• _PROMPT_: In the essay on diet culture below, rewrite the section from "Recently, I touted" up to and including "since the 80s.", putting "opinion column" in place of "op-ed piece".

• _TEXT EXCERPT_:
Recently, I touted an article on Facebook from a hot young author named Jessica Knoll (author of the best selling book “Luckiest Girl Alive“) who wrote about smart women falling for the pseudoscientific claims of the “wellness” industry. She wrapped up everything I’ve been feeling and saying for the past couple years in a wonderful op-ed piece in the New York Times. That all these trends – keto, Paleo, the Whole 30, you name it – are eating disorders in prettier boxes. All of them espouse a comparative model of eating, claiming certain foods are ‘bad’ for you while others are ‘good’. And while we could all use a kick start plan to eat healthier every once and a while as bad habits can be difficult to break without a good strong dose of discipline, the diet as lifestyle has been the norm since the 80s.
I wholeheartedly agree with almost everything Ms. Knoll wrote, but something keeps nagging at me: the idea that we still label what is women’s inherent nature (because, as Ms. Knoll points out, not many guys are sitting around the table talking about their thighs as they scarf down their burgers) as yet another methodology called “Intuitive Eating.”

• _EXTRACTED RECORDS_:
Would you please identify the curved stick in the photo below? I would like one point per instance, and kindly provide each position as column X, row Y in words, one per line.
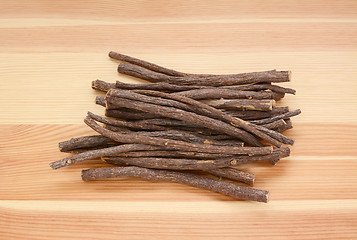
column 226, row 188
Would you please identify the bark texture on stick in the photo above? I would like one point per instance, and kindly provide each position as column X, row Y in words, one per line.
column 210, row 80
column 226, row 188
column 169, row 163
column 174, row 144
column 233, row 174
column 190, row 117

• _SOLUTION TO THIS EXERCISE_:
Recently, I touted an article on Facebook from a hot young author named Jessica Knoll (author of the best selling book “Luckiest Girl Alive“) who wrote about smart women falling for the pseudoscientific claims of the “wellness” industry. She wrapped up everything I’ve been feeling and saying for the past couple years in a wonderful opinion column in the New York Times. That all these trends – keto, Paleo, the Whole 30, you name it – are eating disorders in prettier boxes. All of them espouse a comparative model of eating, claiming certain foods are ‘bad’ for you while others are ‘good’. And while we could all use a kick start plan to eat healthier every once and a while as bad habits can be difficult to break without a good strong dose of discipline, the diet as lifestyle has been the norm since the 80s.